---------- Source material

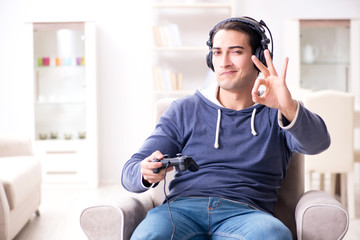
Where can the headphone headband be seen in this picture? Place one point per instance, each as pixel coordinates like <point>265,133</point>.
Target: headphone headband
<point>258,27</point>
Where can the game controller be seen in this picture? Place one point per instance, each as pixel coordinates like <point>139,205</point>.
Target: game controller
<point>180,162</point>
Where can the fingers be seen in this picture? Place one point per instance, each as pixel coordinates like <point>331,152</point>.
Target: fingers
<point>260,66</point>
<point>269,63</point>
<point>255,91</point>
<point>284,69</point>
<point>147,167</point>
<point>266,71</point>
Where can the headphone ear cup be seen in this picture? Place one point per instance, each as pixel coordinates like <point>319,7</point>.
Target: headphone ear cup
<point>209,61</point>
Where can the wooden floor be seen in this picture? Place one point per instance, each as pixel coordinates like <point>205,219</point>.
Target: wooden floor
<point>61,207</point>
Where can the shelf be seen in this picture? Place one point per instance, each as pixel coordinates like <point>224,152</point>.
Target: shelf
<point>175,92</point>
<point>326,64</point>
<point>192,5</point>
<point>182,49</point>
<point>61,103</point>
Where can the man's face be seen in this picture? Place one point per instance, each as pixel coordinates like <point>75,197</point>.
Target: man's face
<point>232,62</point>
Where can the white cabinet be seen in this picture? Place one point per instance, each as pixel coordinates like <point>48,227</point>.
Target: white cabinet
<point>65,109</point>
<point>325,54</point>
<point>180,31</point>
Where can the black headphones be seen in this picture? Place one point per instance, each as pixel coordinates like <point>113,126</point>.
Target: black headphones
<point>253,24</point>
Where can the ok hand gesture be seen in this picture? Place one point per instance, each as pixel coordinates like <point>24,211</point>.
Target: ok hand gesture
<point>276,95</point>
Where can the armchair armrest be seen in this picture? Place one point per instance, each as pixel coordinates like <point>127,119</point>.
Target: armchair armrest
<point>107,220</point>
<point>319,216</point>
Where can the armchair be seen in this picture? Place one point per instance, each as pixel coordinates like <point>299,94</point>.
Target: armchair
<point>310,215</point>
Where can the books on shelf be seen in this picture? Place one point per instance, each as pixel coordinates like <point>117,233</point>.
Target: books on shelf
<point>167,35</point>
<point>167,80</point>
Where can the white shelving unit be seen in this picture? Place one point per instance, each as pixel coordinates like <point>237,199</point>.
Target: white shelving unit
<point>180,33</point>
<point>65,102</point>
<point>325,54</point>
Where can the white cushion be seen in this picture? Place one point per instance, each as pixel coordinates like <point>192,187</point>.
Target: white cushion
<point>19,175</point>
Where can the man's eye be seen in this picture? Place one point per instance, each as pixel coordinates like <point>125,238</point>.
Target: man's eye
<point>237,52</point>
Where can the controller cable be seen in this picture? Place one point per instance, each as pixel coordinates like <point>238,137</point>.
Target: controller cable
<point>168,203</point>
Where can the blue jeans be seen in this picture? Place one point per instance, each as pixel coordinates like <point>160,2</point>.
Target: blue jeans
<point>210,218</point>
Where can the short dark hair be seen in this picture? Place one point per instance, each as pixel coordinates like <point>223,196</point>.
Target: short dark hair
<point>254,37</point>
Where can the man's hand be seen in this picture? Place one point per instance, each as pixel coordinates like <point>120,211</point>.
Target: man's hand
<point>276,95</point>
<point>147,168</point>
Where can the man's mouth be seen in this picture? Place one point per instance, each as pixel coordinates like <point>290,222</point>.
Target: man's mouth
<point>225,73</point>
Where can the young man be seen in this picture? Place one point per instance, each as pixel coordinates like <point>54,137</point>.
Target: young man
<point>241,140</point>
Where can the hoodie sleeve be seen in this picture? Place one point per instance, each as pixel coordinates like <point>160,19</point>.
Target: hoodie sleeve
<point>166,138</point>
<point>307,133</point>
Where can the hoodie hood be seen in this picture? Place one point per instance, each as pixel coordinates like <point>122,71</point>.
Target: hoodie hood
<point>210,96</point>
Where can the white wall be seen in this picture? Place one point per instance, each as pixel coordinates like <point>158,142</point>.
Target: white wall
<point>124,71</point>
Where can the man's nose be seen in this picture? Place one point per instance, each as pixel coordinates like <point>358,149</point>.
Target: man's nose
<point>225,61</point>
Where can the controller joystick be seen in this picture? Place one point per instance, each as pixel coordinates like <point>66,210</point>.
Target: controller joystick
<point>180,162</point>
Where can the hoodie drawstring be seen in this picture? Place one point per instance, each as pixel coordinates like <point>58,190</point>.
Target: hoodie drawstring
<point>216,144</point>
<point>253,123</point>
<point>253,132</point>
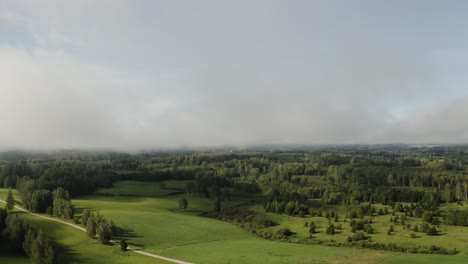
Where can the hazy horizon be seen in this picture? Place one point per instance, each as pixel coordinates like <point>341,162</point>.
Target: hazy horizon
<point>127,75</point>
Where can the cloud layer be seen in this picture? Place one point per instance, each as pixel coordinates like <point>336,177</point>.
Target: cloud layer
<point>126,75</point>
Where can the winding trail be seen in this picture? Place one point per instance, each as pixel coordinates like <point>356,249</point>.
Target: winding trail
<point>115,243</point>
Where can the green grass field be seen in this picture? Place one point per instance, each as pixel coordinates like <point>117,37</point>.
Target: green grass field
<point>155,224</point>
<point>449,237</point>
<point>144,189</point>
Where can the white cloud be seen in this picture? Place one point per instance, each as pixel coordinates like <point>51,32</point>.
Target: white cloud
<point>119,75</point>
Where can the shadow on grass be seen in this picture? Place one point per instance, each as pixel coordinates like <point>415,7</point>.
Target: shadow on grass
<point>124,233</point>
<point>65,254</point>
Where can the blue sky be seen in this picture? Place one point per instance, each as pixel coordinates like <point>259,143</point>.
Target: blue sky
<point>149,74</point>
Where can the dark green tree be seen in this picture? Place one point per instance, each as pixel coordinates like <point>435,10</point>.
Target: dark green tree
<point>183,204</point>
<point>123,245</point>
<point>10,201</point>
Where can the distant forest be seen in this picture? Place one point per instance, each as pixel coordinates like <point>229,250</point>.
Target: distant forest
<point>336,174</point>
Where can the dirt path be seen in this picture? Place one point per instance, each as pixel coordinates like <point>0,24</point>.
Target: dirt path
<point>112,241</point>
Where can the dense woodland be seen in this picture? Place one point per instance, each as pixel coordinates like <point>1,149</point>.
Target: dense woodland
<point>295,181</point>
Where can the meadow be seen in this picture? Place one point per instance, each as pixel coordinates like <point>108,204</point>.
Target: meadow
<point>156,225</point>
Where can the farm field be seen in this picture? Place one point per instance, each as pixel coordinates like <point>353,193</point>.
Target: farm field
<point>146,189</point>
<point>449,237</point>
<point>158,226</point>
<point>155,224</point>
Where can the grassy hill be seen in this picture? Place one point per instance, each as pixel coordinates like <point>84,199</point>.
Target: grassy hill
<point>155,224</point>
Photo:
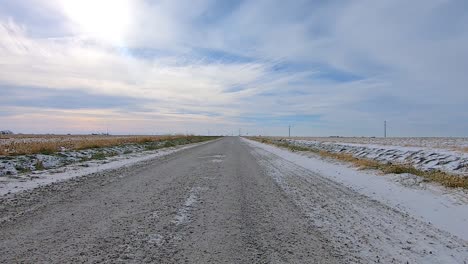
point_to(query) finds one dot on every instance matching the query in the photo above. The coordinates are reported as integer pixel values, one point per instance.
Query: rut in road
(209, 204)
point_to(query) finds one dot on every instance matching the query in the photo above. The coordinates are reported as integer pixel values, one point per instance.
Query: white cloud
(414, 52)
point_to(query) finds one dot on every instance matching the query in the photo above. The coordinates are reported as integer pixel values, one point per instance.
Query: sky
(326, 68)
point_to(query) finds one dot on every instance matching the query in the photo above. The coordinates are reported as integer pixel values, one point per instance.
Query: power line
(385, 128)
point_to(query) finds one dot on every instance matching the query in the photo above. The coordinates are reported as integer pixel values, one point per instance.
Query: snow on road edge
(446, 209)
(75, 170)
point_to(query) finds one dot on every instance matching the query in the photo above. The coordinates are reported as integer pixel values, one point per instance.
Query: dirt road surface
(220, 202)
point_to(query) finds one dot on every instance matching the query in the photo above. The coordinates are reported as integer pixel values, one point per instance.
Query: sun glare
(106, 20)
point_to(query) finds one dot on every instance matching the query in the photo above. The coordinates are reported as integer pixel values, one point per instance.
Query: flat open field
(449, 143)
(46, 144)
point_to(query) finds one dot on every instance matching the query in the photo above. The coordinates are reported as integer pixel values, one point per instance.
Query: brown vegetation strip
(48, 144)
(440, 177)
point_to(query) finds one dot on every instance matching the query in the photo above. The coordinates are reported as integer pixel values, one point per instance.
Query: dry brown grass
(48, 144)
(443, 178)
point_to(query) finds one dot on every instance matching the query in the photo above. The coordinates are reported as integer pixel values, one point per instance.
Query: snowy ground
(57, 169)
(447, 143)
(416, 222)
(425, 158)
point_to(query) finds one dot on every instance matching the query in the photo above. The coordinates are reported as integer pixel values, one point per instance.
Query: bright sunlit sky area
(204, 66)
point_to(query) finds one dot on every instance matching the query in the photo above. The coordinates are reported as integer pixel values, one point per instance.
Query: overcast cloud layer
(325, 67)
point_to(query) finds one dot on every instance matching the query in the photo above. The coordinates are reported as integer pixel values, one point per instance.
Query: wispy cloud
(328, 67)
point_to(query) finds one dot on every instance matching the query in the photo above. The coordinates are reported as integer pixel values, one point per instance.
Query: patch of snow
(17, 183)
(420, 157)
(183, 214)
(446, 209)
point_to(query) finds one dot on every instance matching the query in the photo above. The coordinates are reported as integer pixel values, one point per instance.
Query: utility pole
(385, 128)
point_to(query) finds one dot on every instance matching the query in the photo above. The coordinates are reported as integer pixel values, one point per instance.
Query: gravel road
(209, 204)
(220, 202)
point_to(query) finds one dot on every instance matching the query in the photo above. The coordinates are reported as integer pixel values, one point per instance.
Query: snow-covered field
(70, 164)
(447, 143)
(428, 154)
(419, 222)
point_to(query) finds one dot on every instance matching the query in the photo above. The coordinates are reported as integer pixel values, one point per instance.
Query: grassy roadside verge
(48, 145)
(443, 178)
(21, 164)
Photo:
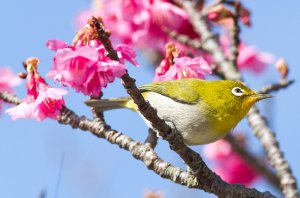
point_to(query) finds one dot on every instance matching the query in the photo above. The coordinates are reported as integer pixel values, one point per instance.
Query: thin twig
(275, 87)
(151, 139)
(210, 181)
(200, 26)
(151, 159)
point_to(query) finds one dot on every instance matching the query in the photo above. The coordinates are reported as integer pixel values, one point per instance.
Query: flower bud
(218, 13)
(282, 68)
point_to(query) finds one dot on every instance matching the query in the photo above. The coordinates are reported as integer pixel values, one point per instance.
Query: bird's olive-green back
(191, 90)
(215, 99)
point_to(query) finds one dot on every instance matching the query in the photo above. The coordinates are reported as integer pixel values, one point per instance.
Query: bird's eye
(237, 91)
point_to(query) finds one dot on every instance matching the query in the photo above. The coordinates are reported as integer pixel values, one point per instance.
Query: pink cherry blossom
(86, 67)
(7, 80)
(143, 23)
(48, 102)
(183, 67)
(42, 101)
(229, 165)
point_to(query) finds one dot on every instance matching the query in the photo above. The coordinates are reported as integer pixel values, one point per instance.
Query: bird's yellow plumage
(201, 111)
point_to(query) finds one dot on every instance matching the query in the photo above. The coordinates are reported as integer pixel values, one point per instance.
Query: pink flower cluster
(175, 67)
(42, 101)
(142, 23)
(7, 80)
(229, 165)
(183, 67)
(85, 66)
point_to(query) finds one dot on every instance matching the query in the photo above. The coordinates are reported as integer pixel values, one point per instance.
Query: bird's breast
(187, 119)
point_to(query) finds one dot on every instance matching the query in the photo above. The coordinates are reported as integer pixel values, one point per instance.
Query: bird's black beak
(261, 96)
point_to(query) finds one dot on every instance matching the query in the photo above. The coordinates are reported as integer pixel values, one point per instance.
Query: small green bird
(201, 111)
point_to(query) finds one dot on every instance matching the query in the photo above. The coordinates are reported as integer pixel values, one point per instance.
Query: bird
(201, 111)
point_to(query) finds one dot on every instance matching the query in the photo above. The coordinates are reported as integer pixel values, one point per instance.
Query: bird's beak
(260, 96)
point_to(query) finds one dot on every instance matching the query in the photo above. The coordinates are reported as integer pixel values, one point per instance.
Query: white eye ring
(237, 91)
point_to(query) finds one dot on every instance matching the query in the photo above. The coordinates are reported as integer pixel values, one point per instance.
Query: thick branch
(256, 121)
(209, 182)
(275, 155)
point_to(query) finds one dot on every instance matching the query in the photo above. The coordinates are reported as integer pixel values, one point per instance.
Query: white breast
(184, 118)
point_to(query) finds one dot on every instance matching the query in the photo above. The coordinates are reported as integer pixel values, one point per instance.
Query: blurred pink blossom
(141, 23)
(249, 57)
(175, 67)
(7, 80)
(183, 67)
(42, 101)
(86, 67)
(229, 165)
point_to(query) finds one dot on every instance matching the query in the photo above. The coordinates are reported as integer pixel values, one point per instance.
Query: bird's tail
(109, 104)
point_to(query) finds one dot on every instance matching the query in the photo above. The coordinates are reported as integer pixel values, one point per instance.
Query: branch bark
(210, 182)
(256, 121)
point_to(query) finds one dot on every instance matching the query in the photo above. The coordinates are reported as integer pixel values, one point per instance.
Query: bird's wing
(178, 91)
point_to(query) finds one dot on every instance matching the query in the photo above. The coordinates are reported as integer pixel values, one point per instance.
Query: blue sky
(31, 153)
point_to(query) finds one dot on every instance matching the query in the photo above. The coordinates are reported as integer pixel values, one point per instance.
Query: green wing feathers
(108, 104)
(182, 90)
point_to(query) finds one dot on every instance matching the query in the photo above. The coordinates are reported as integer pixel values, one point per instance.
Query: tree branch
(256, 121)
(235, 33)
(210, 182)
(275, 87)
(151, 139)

--------------------

§ Goal of the exercise
In the data above, retype only the stretch from the line with "Target: hoodie hood" through the line with "Where can the green", word for word, and skip any pictures.

§ Result of this exercise
Target: hoodie hood
<point>210,96</point>
Where can the white wall be seen in this picture? Place one point per instance, each as pixel coordinates like <point>158,142</point>.
Target: white wall
<point>124,71</point>
Where can the man's nose be seen in this picture? Place one point per instance, each as pixel coordinates like <point>358,149</point>.
Target: man's nose
<point>225,61</point>
Where can the controller joystick be seen in this picture? Place one point per instance, each as pixel coordinates like <point>66,210</point>.
Target: controller joystick
<point>180,162</point>
Where can the hoodie drawstring be seen in this picture? Place one point per instance, each as pixel coordinates like <point>58,190</point>.
Target: hoodie drawstring
<point>216,144</point>
<point>253,123</point>
<point>253,132</point>
Where can the hazy horizon be seen in this picture? Place one point per instance, each as pixel coordinates like <point>341,162</point>.
Target: hazy horizon
<point>127,75</point>
Where can the cloud layer be seen in this picture? Place one point per instance, each as pixel coordinates like <point>336,177</point>.
Target: cloud layer
<point>126,75</point>
Where can the winding trail be seen in this picture? Place one point per instance, each as pixel coordinates like <point>356,249</point>.
Target: winding trail
<point>115,243</point>
Where can the green grass field be seen in this picture? Place one point per instance, each as pixel coordinates like <point>117,37</point>.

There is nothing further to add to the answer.